EXERCISE REQUIREMENTS: How many lines below include the string "trousers"? State the number alone.
-- Opening Marker --
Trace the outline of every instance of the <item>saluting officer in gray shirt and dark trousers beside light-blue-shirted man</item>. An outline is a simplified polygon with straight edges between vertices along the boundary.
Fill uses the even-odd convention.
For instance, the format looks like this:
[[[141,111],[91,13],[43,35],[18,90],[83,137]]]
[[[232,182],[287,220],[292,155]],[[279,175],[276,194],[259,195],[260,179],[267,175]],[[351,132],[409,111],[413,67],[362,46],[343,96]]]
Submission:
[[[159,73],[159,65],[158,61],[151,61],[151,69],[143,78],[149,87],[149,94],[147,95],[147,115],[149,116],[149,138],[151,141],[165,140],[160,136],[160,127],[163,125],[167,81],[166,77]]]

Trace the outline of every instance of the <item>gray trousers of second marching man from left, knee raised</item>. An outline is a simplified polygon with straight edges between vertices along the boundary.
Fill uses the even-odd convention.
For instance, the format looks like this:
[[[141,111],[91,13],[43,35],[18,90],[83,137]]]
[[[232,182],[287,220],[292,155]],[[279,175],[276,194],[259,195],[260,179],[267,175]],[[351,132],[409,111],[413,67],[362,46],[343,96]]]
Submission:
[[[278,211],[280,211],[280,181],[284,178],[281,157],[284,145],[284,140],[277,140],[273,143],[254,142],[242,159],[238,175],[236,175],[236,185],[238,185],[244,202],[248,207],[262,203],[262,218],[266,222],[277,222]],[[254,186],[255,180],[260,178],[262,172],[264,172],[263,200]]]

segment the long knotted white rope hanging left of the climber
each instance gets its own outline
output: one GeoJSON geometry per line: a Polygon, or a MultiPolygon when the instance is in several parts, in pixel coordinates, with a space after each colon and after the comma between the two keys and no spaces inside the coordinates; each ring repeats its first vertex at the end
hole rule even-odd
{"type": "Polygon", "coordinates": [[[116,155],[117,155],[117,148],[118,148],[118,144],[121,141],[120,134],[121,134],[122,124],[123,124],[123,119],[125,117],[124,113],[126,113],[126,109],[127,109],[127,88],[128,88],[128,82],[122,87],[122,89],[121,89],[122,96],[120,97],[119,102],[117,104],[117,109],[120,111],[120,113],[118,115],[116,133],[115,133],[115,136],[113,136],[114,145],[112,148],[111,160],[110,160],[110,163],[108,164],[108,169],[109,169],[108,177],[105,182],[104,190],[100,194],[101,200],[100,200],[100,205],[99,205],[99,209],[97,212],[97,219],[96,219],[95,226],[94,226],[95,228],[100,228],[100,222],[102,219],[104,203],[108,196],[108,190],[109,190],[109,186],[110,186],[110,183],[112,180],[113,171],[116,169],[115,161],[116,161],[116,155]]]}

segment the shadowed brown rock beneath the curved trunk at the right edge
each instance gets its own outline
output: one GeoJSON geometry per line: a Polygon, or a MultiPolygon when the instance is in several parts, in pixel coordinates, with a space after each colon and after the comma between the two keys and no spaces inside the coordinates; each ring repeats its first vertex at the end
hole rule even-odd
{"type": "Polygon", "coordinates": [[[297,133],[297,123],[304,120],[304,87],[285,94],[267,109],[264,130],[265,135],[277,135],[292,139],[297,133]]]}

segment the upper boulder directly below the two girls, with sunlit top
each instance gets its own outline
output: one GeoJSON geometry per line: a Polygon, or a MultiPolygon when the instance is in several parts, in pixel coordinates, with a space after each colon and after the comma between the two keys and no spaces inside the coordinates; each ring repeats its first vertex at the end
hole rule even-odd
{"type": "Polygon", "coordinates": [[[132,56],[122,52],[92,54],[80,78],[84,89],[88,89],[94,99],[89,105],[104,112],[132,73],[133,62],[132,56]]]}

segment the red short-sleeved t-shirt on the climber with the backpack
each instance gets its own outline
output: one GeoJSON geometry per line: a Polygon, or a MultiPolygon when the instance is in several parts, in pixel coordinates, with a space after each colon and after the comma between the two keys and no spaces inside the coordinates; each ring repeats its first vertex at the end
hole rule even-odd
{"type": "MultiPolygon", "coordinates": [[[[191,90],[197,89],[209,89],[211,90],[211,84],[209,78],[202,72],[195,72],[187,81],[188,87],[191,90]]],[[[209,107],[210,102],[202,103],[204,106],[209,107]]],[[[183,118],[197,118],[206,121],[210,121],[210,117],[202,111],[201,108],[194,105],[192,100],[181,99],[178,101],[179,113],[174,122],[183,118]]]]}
-- Closing Marker --
REPLY TO THE EXERCISE: 2